- TASK ITEM -
Your job is to transcribe the material exactly. Keep every line.

[Start of Attachment]

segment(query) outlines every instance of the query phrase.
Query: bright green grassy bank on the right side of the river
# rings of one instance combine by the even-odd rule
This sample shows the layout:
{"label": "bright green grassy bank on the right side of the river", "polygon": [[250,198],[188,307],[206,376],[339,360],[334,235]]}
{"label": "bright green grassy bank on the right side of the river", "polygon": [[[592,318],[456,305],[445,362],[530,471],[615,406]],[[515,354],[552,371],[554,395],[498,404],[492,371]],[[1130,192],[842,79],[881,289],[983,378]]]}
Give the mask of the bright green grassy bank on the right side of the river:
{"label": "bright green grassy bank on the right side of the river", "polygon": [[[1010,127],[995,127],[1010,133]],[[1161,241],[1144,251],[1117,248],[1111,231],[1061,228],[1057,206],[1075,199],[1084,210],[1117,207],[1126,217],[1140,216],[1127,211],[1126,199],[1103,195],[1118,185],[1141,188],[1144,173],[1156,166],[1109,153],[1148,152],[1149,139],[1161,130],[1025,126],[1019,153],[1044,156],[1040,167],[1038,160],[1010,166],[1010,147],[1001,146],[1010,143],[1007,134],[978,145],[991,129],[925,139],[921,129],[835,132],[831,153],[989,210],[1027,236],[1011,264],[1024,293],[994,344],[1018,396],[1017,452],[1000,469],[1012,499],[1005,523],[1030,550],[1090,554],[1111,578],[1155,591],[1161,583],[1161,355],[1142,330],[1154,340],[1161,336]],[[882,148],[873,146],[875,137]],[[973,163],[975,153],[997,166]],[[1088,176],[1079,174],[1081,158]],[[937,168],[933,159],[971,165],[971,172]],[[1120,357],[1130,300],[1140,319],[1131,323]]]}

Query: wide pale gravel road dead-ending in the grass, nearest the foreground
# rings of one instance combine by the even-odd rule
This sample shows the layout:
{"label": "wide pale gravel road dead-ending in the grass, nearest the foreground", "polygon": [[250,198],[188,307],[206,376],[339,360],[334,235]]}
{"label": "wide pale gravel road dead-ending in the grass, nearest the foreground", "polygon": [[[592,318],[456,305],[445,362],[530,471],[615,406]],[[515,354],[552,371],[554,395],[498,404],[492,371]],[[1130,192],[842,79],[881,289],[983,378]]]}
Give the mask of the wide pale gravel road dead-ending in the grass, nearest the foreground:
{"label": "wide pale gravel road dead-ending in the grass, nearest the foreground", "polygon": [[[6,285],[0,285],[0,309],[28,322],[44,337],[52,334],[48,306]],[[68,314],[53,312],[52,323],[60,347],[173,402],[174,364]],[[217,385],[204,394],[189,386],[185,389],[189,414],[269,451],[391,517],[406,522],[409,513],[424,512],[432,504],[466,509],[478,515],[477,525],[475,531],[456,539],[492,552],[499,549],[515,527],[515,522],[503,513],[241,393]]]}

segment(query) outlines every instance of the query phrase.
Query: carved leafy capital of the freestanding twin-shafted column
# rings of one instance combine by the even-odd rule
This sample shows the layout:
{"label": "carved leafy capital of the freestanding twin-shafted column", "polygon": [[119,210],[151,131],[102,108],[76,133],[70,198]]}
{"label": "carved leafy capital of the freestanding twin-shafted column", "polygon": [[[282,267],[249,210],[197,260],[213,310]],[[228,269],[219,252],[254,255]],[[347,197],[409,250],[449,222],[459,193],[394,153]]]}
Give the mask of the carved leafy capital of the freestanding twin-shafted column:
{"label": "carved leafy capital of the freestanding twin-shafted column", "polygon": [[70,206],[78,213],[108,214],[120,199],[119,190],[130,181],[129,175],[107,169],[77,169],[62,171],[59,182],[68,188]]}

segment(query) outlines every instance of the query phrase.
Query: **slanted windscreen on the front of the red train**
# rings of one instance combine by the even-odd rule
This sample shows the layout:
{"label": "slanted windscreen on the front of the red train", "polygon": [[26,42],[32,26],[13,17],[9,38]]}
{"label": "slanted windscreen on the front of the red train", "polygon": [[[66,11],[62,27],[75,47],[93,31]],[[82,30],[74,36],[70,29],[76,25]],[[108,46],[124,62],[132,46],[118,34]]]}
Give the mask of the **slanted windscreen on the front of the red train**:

[End of Attachment]

- YOUR SOLUTION -
segment(query) outlines every instance of the query phrase.
Query: bright green grassy bank on the right side of the river
# rings of one instance combine by the even-odd rule
This sample shows the layout:
{"label": "bright green grassy bank on the right side of the river", "polygon": [[250,198],[188,307],[206,376],[339,360],[334,235]]}
{"label": "bright green grassy bank on the right side of the river", "polygon": [[[592,318],[456,305],[445,362],[530,471],[615,406]],[[515,354],[552,371],[554,395],[498,404],[492,371]],[[1130,192],[842,79],[881,289],[983,378]]]}
Give the mask of the bright green grassy bank on the right side of the river:
{"label": "bright green grassy bank on the right side of the river", "polygon": [[[1010,127],[995,127],[1010,133]],[[1161,241],[1144,251],[1117,248],[1111,231],[1061,228],[1057,206],[1075,199],[1084,210],[1117,207],[1126,217],[1140,216],[1127,211],[1126,199],[1103,195],[1118,185],[1141,188],[1144,173],[1156,166],[1109,153],[1148,152],[1149,139],[1161,130],[1025,126],[1019,153],[1044,156],[1040,167],[1038,160],[1010,166],[1010,147],[1001,146],[1010,143],[1007,134],[978,145],[991,129],[925,139],[921,129],[835,132],[831,153],[989,210],[1027,236],[1011,264],[1024,293],[994,344],[1018,396],[1017,452],[1000,469],[1012,499],[1005,523],[1030,550],[1090,554],[1111,578],[1155,591],[1161,583],[1161,355],[1142,330],[1154,340],[1161,336]],[[882,148],[873,146],[875,137]],[[973,163],[975,153],[997,166]],[[1088,176],[1079,174],[1081,158]],[[937,168],[933,159],[971,165],[971,172]],[[1120,357],[1130,300],[1140,319],[1131,323]]]}

Query: wide pale gravel road dead-ending in the grass, nearest the foreground
# rings of one instance combine by the even-odd rule
This sample shows the layout:
{"label": "wide pale gravel road dead-ending in the grass, nearest the foreground", "polygon": [[250,198],[188,307],[206,376],[339,360],[334,235]]}
{"label": "wide pale gravel road dead-ending in the grass, nearest the foreground", "polygon": [[[592,318],[456,305],[445,362],[530,471],[615,406]],[[515,354],[552,371],[554,395],[498,404],[492,371]],[[1130,192],[842,79],[881,289],[983,378]]]}
Give the mask of the wide pale gravel road dead-ending in the grass, nearest the foreground:
{"label": "wide pale gravel road dead-ending in the grass, nearest the foreground", "polygon": [[[6,285],[0,285],[0,309],[28,322],[44,337],[52,334],[48,306]],[[68,314],[53,312],[52,323],[60,347],[173,402],[174,364]],[[217,385],[204,394],[189,386],[185,389],[189,414],[269,451],[391,517],[406,522],[409,513],[424,512],[432,504],[466,509],[478,515],[477,525],[475,531],[456,539],[492,552],[499,549],[515,527],[515,522],[503,513],[241,393]]]}

segment(query) outlines every instance of the query phrase.
Query: carved leafy capital of the freestanding twin-shafted column
# rings of one instance combine by the even-odd rule
This sample shows the layout:
{"label": "carved leafy capital of the freestanding twin-shafted column", "polygon": [[119,210],[151,131],[102,108],[76,133],[70,198]]}
{"label": "carved leafy capital of the freestanding twin-shafted column", "polygon": [[[282,267],[249,210],[197,260],[213,310]],[[228,269],[219,252],[254,255]],[[347,197],[409,250],[449,222],[459,193],[394,153]]]}
Give the mask of the carved leafy capital of the freestanding twin-shafted column:
{"label": "carved leafy capital of the freestanding twin-shafted column", "polygon": [[70,206],[78,213],[108,214],[120,199],[119,190],[130,181],[129,175],[107,169],[77,169],[62,171],[59,182],[68,188]]}

segment(query) outlines every instance of the query phrase.
Query: **slanted windscreen on the front of the red train**
# rings of one instance combine by the even-odd rule
This sample shows the layout:
{"label": "slanted windscreen on the front of the red train", "polygon": [[26,42],[32,26],[13,17],[9,38]]}
{"label": "slanted windscreen on the front of the red train", "polygon": [[[66,11],[62,27],[75,47],[93,31]],[[82,30],[74,36],[70,29],[76,25]],[[108,46],[124,62],[132,46],[118,34]]]}
Give the mask of the **slanted windscreen on the front of the red train**:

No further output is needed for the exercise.